[[ RECORDED DATA, beginning ]]

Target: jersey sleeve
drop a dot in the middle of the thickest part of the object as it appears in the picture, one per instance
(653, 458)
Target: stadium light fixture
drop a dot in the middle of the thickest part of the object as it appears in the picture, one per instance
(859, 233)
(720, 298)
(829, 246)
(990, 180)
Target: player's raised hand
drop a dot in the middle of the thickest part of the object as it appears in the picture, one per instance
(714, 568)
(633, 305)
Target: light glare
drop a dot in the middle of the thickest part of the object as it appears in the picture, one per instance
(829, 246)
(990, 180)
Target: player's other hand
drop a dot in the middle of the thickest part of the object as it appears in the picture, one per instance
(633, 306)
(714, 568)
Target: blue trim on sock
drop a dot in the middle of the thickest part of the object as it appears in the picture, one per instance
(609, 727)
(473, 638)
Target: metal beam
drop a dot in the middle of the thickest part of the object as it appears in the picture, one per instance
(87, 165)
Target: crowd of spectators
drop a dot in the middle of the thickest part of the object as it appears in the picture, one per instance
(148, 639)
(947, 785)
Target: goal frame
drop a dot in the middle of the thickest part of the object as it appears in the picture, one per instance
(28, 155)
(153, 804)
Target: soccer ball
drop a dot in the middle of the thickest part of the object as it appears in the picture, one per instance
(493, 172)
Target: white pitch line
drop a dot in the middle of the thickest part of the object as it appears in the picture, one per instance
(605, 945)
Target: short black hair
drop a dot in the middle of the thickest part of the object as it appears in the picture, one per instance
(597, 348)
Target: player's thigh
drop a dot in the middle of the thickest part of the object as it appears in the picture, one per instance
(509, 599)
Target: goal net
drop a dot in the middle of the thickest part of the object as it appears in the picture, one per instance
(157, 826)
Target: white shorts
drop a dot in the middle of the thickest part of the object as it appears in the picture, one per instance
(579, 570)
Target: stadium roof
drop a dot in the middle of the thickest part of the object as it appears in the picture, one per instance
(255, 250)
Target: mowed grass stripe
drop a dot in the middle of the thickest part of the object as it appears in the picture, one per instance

[[ RECORDED DATA, end ]]

» REQUIREMENT
Each line above should be output exactly as written.

» YOUR SOLUTION
Target: jersey sleeve
drop a dot in the middle of the thickest part of the object as it appears in the picture, one per instance
(653, 458)
Target: stadium light fixture
drop a dot in the middle of the thickest part of the object as it appears in the picture, one per instance
(859, 233)
(720, 298)
(829, 246)
(990, 180)
Target: player's raised hand
drop a dot in the middle of the thickest part of the object as it appears in the picture, one per instance
(714, 568)
(633, 305)
Target: light glare
drop a dot in the middle of the thickest part of the object as it appears in the picture, one per instance
(829, 246)
(990, 180)
Target: player's other hand
drop a dot in the middle of the thickest part of the object as it appears in the picture, one per instance
(633, 306)
(714, 568)
Target: blue trim on sock
drop a dot in the middle of the thickest part of the object as it appears in the picture, one per instance
(609, 727)
(473, 638)
Target: metal beam
drop a dot in the middle of the thickest part of the object as it appears in the picture, one per instance
(87, 165)
Target: crowd of spectators
drop a dot in the middle of the thickest part of the object as it appears in the picture, one per instance
(148, 639)
(947, 785)
Target: goal frame
drop a dot in the middle of the thickest part of the object as it appears in the picture, one per instance
(28, 155)
(153, 804)
Target: soccer ball
drop a dot in the middle of the thickest part of the object as it appears in the picture, one per instance
(493, 172)
Target: white pitch line
drop a dot in the middle of the thickest part of the object as it appears in the picture, one per instance
(605, 945)
Target: short black hair
drop a dot in the middle of the thickest part of the object as it appears in the picture, one per instance
(597, 348)
Target: player's thigh
drop a dot in the middle of the thickest part of the object as it appears in the picture, one per instance
(509, 599)
Target: goal net
drop a dot in the middle of the thickest part of the object as it appears in the picture, one per instance
(157, 826)
Target: white shorts
drop a dot in the middle of the thickest part of the object as it appears in the picture, one per instance
(579, 570)
Target: stadium roof
drop a dot in the middle of the thickest part of the object as it appears in the picture, one per instance
(255, 250)
Target: mowed grass stripe
drop a dot in the middle of the thickest part of the object as it appears in the picture, one per instance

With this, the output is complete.